━━━━━ Passage
These past few months, we’ve looked at the lives and careers of a 24-year-old who became a legend (James Dean), a movie star turned activist and environmentalist (Marlon Brando), and a successful African-American actress, singer, and civil rights advocate (Lena Horne). The Old Hollywood Spotlight series has been pretty interesting, don’t you think?

This month I am happy to share with you the story of Toshirô Mifune, a world-famous Japanese actor who became the ideal image of a samurai and who was recently honored with a star on the Hollywood Walk of Fame this past November.
━━━━━━━━━━
━━━━━ Provided material
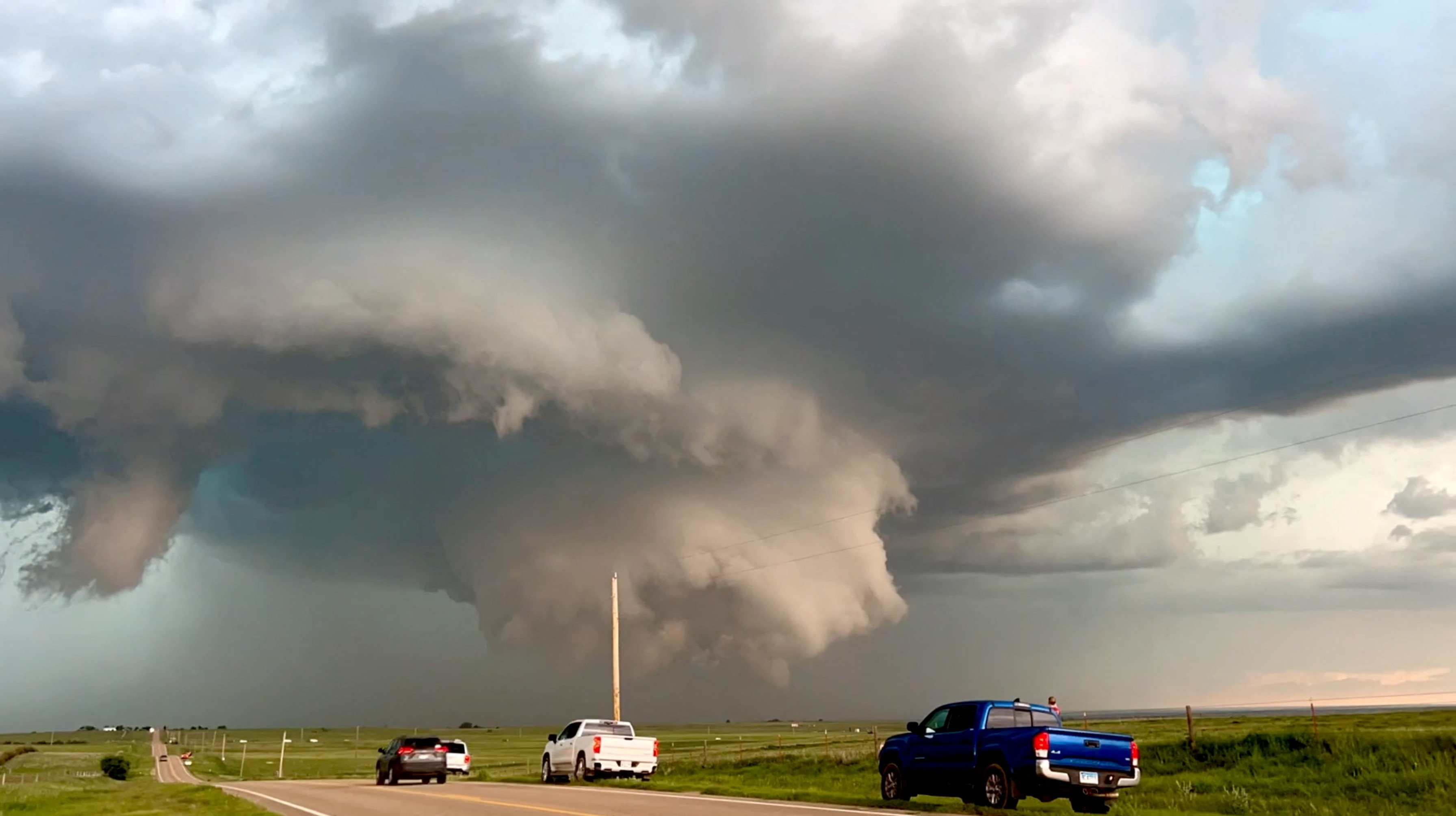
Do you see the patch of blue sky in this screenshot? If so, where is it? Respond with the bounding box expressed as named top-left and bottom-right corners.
top-left (1127, 149), bottom-right (1289, 344)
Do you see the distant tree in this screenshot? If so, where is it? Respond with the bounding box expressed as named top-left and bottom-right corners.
top-left (100, 755), bottom-right (131, 779)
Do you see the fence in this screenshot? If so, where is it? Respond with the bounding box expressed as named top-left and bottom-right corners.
top-left (0, 771), bottom-right (100, 787)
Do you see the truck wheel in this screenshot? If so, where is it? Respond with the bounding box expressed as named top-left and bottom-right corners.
top-left (982, 765), bottom-right (1016, 810)
top-left (1072, 796), bottom-right (1112, 813)
top-left (880, 762), bottom-right (913, 801)
top-left (576, 753), bottom-right (593, 783)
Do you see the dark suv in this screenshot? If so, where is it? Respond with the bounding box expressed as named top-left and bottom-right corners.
top-left (374, 737), bottom-right (447, 786)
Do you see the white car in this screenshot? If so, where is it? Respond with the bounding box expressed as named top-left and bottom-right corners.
top-left (441, 740), bottom-right (470, 774)
top-left (542, 720), bottom-right (656, 783)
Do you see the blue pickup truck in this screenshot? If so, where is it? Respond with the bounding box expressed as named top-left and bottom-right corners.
top-left (880, 699), bottom-right (1142, 813)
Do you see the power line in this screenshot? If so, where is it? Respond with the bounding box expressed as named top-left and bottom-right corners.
top-left (1195, 689), bottom-right (1456, 711)
top-left (702, 393), bottom-right (1456, 577)
top-left (677, 347), bottom-right (1456, 561)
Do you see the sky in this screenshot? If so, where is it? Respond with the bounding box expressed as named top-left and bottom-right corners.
top-left (0, 0), bottom-right (1456, 730)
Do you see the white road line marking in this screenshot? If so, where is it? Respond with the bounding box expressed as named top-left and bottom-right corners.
top-left (477, 783), bottom-right (906, 816)
top-left (217, 786), bottom-right (338, 816)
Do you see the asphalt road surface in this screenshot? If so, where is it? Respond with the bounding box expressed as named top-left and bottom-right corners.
top-left (152, 733), bottom-right (893, 816)
top-left (152, 731), bottom-right (207, 786)
top-left (219, 779), bottom-right (891, 816)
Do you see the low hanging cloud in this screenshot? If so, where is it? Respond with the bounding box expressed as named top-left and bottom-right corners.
top-left (9, 0), bottom-right (1456, 682)
top-left (1202, 468), bottom-right (1293, 533)
top-left (1384, 477), bottom-right (1456, 519)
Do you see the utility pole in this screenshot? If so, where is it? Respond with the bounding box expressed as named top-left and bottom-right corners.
top-left (611, 573), bottom-right (622, 720)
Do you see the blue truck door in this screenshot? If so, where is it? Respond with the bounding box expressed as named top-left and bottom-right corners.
top-left (935, 704), bottom-right (982, 796)
top-left (906, 705), bottom-right (952, 793)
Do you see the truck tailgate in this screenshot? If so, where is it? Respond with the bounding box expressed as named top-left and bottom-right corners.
top-left (591, 734), bottom-right (656, 762)
top-left (1047, 729), bottom-right (1133, 774)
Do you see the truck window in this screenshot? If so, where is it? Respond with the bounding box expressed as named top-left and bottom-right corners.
top-left (923, 708), bottom-right (951, 733)
top-left (581, 723), bottom-right (633, 737)
top-left (986, 705), bottom-right (1016, 729)
top-left (943, 705), bottom-right (980, 731)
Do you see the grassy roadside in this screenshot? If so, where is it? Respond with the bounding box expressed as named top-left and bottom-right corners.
top-left (0, 731), bottom-right (268, 816)
top-left (9, 711), bottom-right (1456, 816)
top-left (570, 711), bottom-right (1456, 816)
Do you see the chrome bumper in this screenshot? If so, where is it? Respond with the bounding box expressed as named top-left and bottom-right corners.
top-left (1037, 759), bottom-right (1143, 788)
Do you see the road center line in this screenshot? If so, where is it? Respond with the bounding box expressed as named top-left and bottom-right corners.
top-left (217, 786), bottom-right (340, 816)
top-left (412, 791), bottom-right (601, 816)
top-left (486, 783), bottom-right (906, 816)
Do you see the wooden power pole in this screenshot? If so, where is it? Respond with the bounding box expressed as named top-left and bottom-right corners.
top-left (611, 573), bottom-right (622, 720)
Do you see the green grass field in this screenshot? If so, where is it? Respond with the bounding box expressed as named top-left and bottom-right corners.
top-left (0, 711), bottom-right (1456, 816)
top-left (0, 731), bottom-right (268, 816)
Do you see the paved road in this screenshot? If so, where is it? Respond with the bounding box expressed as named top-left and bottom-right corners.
top-left (219, 779), bottom-right (895, 816)
top-left (152, 731), bottom-right (207, 786)
top-left (152, 733), bottom-right (898, 816)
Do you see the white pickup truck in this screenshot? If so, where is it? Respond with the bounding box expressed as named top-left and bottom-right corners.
top-left (542, 720), bottom-right (656, 783)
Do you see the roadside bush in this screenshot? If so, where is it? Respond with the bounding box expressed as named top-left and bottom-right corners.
top-left (0, 744), bottom-right (35, 765)
top-left (100, 755), bottom-right (131, 779)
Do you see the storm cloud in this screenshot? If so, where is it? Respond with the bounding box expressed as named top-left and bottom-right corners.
top-left (0, 0), bottom-right (1456, 682)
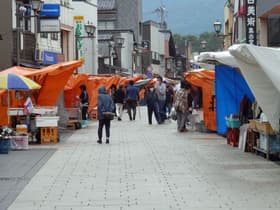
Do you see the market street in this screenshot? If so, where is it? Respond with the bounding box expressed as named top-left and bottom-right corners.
top-left (4, 107), bottom-right (280, 210)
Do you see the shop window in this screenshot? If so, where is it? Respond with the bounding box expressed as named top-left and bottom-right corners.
top-left (267, 16), bottom-right (280, 47)
top-left (51, 33), bottom-right (58, 40)
top-left (40, 32), bottom-right (48, 39)
top-left (98, 21), bottom-right (115, 30)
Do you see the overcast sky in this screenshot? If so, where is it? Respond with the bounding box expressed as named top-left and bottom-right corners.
top-left (142, 0), bottom-right (226, 35)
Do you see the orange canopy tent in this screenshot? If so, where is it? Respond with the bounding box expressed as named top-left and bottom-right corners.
top-left (184, 69), bottom-right (217, 131)
top-left (0, 60), bottom-right (83, 125)
top-left (64, 74), bottom-right (143, 113)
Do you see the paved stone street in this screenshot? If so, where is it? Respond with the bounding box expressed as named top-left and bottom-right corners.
top-left (4, 108), bottom-right (280, 210)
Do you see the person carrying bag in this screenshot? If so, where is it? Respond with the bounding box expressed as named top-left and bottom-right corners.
top-left (97, 86), bottom-right (115, 144)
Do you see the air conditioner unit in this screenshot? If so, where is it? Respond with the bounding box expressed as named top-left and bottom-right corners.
top-left (34, 49), bottom-right (43, 61)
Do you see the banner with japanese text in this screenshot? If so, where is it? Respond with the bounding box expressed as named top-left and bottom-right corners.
top-left (246, 0), bottom-right (257, 45)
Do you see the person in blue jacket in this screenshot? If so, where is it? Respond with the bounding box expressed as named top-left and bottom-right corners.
top-left (97, 86), bottom-right (115, 144)
top-left (144, 86), bottom-right (161, 125)
top-left (126, 80), bottom-right (139, 120)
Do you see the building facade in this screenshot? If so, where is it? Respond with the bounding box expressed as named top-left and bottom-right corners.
top-left (98, 0), bottom-right (142, 75)
top-left (0, 0), bottom-right (14, 70)
top-left (257, 0), bottom-right (280, 47)
top-left (143, 21), bottom-right (167, 76)
top-left (71, 0), bottom-right (98, 74)
top-left (224, 0), bottom-right (280, 49)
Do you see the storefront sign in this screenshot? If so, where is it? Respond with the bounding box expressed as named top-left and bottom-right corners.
top-left (38, 19), bottom-right (60, 33)
top-left (40, 4), bottom-right (60, 18)
top-left (74, 16), bottom-right (84, 59)
top-left (74, 16), bottom-right (84, 22)
top-left (246, 0), bottom-right (257, 45)
top-left (43, 51), bottom-right (57, 65)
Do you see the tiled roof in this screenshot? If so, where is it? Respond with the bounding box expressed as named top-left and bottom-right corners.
top-left (97, 0), bottom-right (116, 10)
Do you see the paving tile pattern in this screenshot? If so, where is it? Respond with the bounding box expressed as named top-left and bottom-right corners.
top-left (6, 108), bottom-right (280, 210)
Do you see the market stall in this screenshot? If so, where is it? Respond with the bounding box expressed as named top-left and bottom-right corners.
top-left (184, 69), bottom-right (217, 131)
top-left (0, 61), bottom-right (83, 147)
top-left (199, 44), bottom-right (280, 158)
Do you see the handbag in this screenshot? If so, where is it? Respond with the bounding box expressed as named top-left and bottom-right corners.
top-left (102, 112), bottom-right (115, 120)
top-left (170, 107), bottom-right (177, 120)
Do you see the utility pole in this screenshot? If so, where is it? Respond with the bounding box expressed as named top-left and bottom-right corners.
top-left (154, 2), bottom-right (167, 29)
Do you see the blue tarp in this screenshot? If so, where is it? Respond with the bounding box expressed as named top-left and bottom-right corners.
top-left (215, 66), bottom-right (254, 135)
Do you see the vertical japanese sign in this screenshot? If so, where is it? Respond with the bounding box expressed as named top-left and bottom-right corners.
top-left (74, 16), bottom-right (84, 59)
top-left (246, 0), bottom-right (257, 45)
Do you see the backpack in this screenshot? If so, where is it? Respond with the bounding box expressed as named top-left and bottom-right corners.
top-left (173, 90), bottom-right (188, 112)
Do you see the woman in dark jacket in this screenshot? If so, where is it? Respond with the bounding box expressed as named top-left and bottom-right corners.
top-left (97, 86), bottom-right (114, 144)
top-left (79, 85), bottom-right (88, 120)
top-left (114, 85), bottom-right (125, 121)
top-left (144, 86), bottom-right (161, 125)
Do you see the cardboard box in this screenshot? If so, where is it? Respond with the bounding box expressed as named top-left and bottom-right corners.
top-left (35, 116), bottom-right (59, 127)
top-left (255, 121), bottom-right (276, 134)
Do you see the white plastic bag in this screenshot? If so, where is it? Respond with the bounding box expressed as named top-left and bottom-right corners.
top-left (170, 107), bottom-right (177, 120)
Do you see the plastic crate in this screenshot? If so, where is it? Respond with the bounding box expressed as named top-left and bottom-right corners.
top-left (256, 121), bottom-right (276, 134)
top-left (11, 135), bottom-right (28, 150)
top-left (40, 127), bottom-right (58, 144)
top-left (226, 118), bottom-right (241, 128)
top-left (249, 120), bottom-right (256, 129)
top-left (227, 128), bottom-right (240, 147)
top-left (0, 139), bottom-right (10, 154)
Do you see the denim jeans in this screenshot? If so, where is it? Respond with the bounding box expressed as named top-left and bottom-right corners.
top-left (98, 119), bottom-right (111, 140)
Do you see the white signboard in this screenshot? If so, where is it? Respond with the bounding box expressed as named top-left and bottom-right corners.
top-left (38, 19), bottom-right (60, 33)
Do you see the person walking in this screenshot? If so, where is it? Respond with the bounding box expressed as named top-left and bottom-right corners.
top-left (114, 84), bottom-right (125, 121)
top-left (126, 80), bottom-right (139, 120)
top-left (173, 81), bottom-right (191, 132)
top-left (77, 84), bottom-right (89, 128)
top-left (144, 86), bottom-right (161, 125)
top-left (155, 76), bottom-right (166, 123)
top-left (165, 85), bottom-right (174, 118)
top-left (97, 86), bottom-right (114, 144)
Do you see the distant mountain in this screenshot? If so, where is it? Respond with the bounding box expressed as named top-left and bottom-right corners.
top-left (142, 0), bottom-right (226, 35)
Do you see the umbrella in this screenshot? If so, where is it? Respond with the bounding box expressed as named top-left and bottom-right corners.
top-left (0, 73), bottom-right (41, 124)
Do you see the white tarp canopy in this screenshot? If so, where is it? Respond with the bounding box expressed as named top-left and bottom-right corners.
top-left (198, 44), bottom-right (280, 130)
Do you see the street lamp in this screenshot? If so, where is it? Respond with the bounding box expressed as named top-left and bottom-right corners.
top-left (16, 0), bottom-right (44, 66)
top-left (213, 20), bottom-right (222, 34)
top-left (75, 22), bottom-right (96, 60)
top-left (84, 22), bottom-right (96, 38)
top-left (116, 37), bottom-right (124, 48)
top-left (108, 37), bottom-right (124, 74)
top-left (200, 40), bottom-right (207, 49)
top-left (213, 20), bottom-right (232, 45)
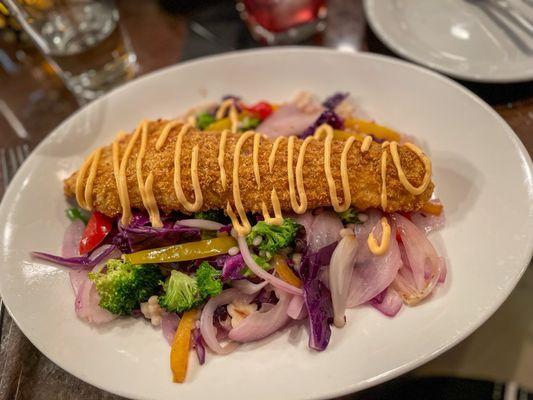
━━━━━━━━━━
Work to complete
**1)** Answer these questions from the Old Hollywood Spotlight passage:
(a) Which actor does the passage describe as a movie star turned activist and environmentalist?
(b) What three roles does the passage give for Lena Horne?
(c) What honor did Toshirô Mifune receive, and in which month?
**2)** In one to three sentences, explain how the Old Hollywood Spotlight passage presents Toshirô Mifune's standing as an actor.
**3)** Reproduce the Old Hollywood Spotlight passage starting with "This month I" and going on through "this past November.".

Answers to the exercises
**1)**
(a) Marlon Brando.
(b) Actress, singer, and civil rights advocate.
(c) He received a star on the Hollywood Walk of Fame in November.

**2)** The passage calls Toshirô Mifune a world-famous Japanese actor who became the ideal image of a samurai. It adds that he was recently honored with a star on the Hollywood Walk of Fame this past November.

**3)**
This month I am happy to share with you the story of Toshirô Mifune, a world-famous Japanese actor who became the ideal image of a samurai and who was recently honored with a star on the Hollywood Walk of Fame this past November.